● Extract to read
>>
Exemplary embodiments of systems and processes that facilitate integrated network-based electronic reporting and workflow process management related to a Strikezone Manager System (SMS) are described below in detail. The systems and processes facilitate, for example, electronic submission of information using a client system, automated extraction of information, and web-based reporting for internal and external system users. A technical effect of the systems and processes described herein include at least one of enabling at least one of a reinsurance company and an insurance company (collectively referred to herein as an “insurer”) to manage a portfolio of insurance products. More specifically, the SMS enables a user to analyze data relating to the insurance products included within a portfolio, segment the insurance products included within the portfolio into predefined risk categories, analyze market trends for at least a segment of an insurance industry, and recommend a sales indicator for each risk category based on the portfolio analysis and the market trends analysis wherein the sales indicator indicates whether an insurer will increase, decrease, or maintain an amount of business currently being solicited from potential insureds for the corresponding risk category.

In the example embodiment, the data being analyzed is stored in a database and relates to at least one of premiums, commissions, insurance policies, reinsurance policies, contracts, policy limits, claims, and losses.
<<
● Data shown
>>
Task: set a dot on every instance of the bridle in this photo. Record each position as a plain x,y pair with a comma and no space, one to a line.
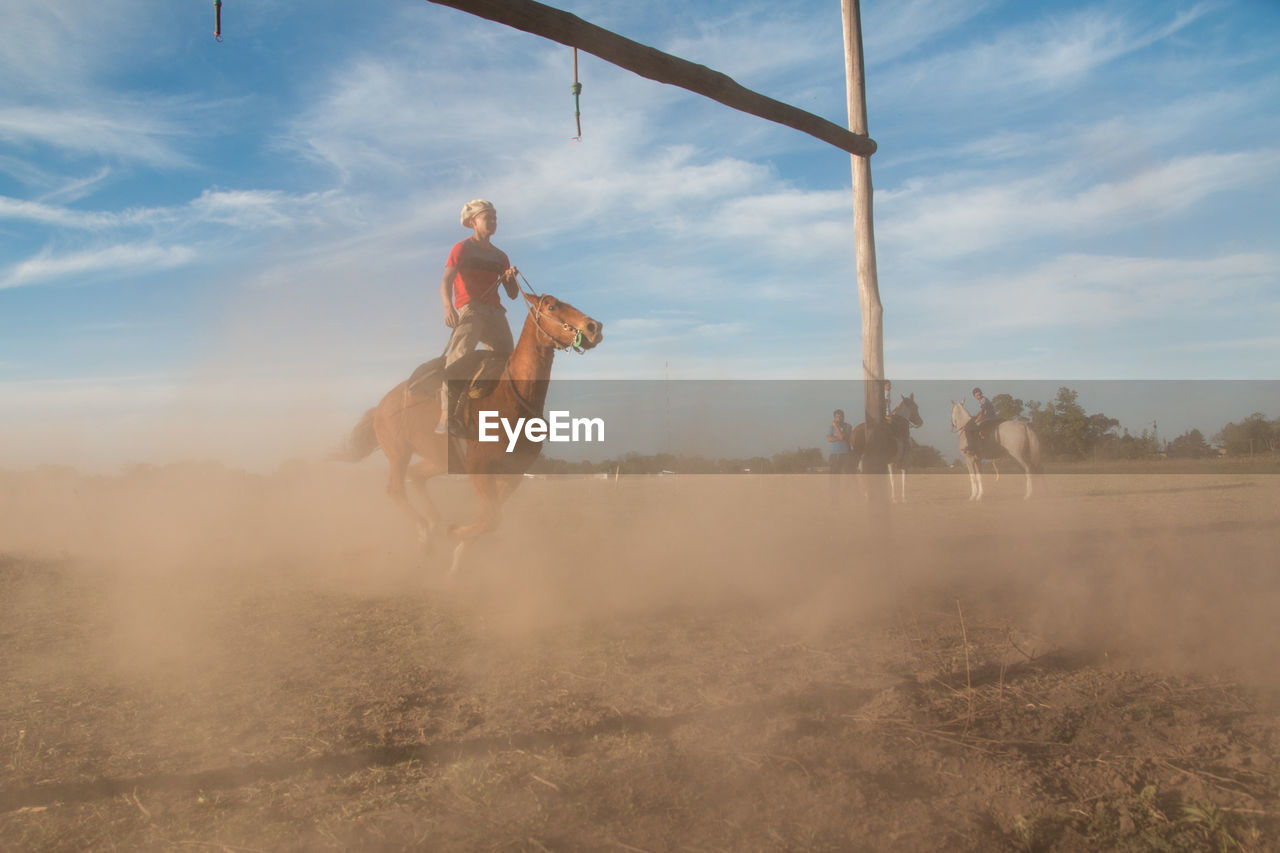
535,310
<<
● Short exercise 1
From the Strikezone Manager System description, list every kind of data that the stored, analyzed data may relate to.
● Short exercise 2
Carry on the Strikezone Manager System description from its final sentence, in the same technical style.

● Exercise result 1
- Premiums
- Commissions
- Insurance policies
- Reinsurance policies
- Contracts
- Policy limits
- Claims
- Losses

● Exercise result 2
The SMS also enables a user to submit the recommended sales indicator for each risk category to an approval process, store the approved sales indicators in a database, and display the approved sales indicators for each risk category on a computer system to enable the user to solicit business for the insurer based on the portfolio analysis and the market trends analysis.

After the proposed sales indicator has been “finally approved”, the SMS transmits the approved change to the database. SMS then performs several automated tasks including at least one of: creating CSV (comma separated values) files for a GUS (Global Underwriting System), creating Internet files including creating HTML files using an external template and then publishing a list of all “external” view files to an Internet index, creating Intranet files including creating HTML files using an internal template and then publishing a list of all “internal” view files to an intranet index, and creating PDF files including creating corresponding PDF files for each sales indicator which are saved both within SMS and also on an intranet. The CSV files are exported from SMS to GUS for uploading and mapping into the GUS system. This enables an automatic color-coding of deals to be made once an underwriter enters parameters into GUS.

In an alternative embodiment, SMS and GUS are directly linked such that information is exchanged between SMS and GUS without having to first create CSV files for the GUS. In other words, SMS and GUS may be linked in communication such that SMS would automatically transmit information to GUS regarding updated strikezone parameters, and would automatically receive information from GUS on contracts and their strikezone colors.

A strikezone (SZ), also known as a product strikezone and also referred to herein as a sales indicator, indicates a current risk appetite for an insurer by product line and sublines. A strikezone is used by an insurer to define product targets for the insurer for a specific period of time. Accordingly, a strikezone enables an insurer to target the insurance products that it wants to sell more of, and those insurance products it want to sell less of.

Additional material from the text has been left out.